■ **SOURCE EXCERPT**:
↓
Facebook owner Meta faces legal action in both the US and UK from Rohingya Muslims in Myanmar (formerly Burma), with compensation claims worth more than £150bn.

Rohingya Muslims sue Facebook

It is being sued over claims its algorithms amplified hate speech, and that it failed to take down inflammatory posts.

The move is being co-ordinated by lawyers on both sides of the Atlantic, with two US law firms representing US-domiciled Rohingya survivors (or relatives of those who died) at the hands of the Myanmar regime, whilst UK lawyers are representing survivors and victims’ relatives outside the USA.

A letter sent by lawyers to Facebook’s UK office on Monday said that the Rohingya Muslims whom they are representing had been subjected to acts of “serious violence, murder and/or other grave human rights abuses” as part of a genocide campaign conducted by the civil authorities in Myanmar.

“As has been widely recognised and reported, this campaign was fomented by extensive material published on and amplified by the Facebook platform,” said the letter sent by law firm McCue Jury & Partners.
↑
■ **REQUIREMENT A**:
Transcribe the passage of the excerpt on the Rohingya lawsuit against Facebook from "Facebook owner Meta" to "down inflammatory posts.".
The excerpt above and the rows below are unrelated pieces of material.

(Saved data entries)
↓
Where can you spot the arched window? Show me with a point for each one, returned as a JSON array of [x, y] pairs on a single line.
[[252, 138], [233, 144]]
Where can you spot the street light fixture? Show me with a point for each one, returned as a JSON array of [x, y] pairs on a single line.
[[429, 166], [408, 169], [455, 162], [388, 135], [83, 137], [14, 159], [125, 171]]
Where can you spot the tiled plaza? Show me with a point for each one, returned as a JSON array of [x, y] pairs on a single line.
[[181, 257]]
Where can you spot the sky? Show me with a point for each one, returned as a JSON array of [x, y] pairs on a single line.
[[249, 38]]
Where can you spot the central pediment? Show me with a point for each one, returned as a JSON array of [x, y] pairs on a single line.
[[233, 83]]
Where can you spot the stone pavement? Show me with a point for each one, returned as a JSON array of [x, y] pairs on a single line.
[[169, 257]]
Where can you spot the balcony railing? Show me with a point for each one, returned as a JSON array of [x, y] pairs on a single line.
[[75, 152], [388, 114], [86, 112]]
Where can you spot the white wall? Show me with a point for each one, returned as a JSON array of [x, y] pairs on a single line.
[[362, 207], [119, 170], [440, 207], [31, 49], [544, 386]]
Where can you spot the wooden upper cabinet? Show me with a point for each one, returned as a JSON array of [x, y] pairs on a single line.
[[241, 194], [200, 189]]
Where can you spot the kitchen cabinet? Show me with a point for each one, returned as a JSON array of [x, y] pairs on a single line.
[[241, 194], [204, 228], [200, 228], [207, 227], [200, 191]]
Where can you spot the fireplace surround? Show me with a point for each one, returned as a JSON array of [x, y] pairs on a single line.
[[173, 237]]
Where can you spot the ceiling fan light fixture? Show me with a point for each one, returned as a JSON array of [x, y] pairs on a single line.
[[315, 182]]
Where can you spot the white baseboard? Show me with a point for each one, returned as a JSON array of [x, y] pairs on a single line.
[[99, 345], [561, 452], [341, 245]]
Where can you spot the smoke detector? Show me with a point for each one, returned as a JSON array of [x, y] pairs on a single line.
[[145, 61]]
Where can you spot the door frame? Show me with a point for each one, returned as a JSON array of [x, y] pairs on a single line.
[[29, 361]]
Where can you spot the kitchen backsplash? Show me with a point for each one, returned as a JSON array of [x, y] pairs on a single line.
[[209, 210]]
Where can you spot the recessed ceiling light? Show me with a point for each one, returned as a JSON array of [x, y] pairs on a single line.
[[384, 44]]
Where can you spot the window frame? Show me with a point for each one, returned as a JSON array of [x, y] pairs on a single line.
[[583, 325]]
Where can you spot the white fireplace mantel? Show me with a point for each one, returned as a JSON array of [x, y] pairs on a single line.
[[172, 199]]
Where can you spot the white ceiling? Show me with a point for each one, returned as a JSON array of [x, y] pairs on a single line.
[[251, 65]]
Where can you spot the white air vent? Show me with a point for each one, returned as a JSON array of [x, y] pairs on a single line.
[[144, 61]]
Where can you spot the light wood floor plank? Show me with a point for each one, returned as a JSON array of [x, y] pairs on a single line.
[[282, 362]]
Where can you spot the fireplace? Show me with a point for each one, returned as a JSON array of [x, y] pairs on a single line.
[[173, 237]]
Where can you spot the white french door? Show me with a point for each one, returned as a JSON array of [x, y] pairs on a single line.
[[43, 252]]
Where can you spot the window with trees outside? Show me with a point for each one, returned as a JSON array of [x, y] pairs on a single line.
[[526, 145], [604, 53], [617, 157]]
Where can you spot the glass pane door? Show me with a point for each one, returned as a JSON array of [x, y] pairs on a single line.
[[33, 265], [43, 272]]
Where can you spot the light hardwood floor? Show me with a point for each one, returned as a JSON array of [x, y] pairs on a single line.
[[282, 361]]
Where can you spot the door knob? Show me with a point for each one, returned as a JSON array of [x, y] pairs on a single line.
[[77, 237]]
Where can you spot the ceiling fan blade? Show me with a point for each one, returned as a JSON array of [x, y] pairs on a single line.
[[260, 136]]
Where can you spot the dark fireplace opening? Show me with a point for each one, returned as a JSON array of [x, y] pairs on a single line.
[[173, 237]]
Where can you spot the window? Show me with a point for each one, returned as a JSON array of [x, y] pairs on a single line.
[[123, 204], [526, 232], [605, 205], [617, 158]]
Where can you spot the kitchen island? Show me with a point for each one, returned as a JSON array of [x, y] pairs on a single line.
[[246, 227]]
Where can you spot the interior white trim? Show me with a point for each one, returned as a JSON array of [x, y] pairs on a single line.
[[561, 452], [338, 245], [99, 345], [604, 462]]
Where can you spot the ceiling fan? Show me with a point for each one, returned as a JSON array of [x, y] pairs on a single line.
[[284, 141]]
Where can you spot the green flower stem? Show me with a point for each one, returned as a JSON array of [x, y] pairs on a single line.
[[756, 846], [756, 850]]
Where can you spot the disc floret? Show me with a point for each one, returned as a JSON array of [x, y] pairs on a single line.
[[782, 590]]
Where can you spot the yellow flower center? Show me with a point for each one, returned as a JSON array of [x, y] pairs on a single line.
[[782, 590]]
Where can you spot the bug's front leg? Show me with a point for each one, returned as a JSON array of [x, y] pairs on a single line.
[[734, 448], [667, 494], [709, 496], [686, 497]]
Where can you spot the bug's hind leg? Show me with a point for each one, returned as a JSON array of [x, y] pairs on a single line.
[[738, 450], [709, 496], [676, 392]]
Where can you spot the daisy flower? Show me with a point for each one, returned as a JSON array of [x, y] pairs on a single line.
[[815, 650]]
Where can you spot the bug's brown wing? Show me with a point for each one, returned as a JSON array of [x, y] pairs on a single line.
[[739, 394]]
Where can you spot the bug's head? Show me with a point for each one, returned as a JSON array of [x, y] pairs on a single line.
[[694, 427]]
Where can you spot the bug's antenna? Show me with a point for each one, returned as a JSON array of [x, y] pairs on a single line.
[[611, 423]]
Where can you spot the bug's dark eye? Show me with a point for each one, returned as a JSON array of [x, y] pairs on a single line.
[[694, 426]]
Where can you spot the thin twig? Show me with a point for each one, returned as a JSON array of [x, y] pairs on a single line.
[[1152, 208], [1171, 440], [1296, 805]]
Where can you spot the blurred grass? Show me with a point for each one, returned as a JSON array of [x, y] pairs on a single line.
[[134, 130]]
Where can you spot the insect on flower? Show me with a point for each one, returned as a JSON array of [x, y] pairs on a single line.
↑
■ **REQUIREMENT B**:
Rename "bug's" to "insect's" in the rows from the line with "Where can you spot the daisy" through the last row, keeping everything else the same, and return only those rows.

■ **CORRECT RESULT A**:
Facebook owner Meta faces legal action in both the US and UK from Rohingya Muslims in Myanmar (formerly Burma), with compensation claims worth more than £150bn.

Rohingya Muslims sue Facebook

It is being sued over claims its algorithms amplified hate speech, and that it failed to take down inflammatory posts.

■ **CORRECT RESULT B**:
Where can you spot the daisy flower? Show me with a point for each one, returned as a JSON array of [x, y] pairs on a single line.
[[815, 650]]
Where can you spot the insect's brown wing? Show me with a point for each one, returned as a JSON array of [x, y] pairs on a single line.
[[739, 394]]
Where can you spot the insect's head? Show me with a point for each one, returned as a JSON array of [x, y] pairs on a single line.
[[694, 427]]
Where can you spot the insect's antenna? Show me with a point for each one, returned as a JSON array of [x, y] pairs on a single line.
[[611, 423]]
Where can you spot the insect's dark eye? Show me with a point for each one, returned as a JSON array of [x, y] pairs on a single line.
[[694, 426]]
Where can you spot the thin twig? Show me with a point for each one, returned as a JSON array of [x, y] pairs on a single line.
[[1152, 208], [1171, 440], [1296, 805]]
Where can you spot the blurred grass? Show me with a point for each one, returned as a JSON array of [x, y] pairs on a single line.
[[134, 130]]
Where can you spot the insect on flower? Show me with a point for each one, returned as a JSON array of [x, y] pairs on a single line.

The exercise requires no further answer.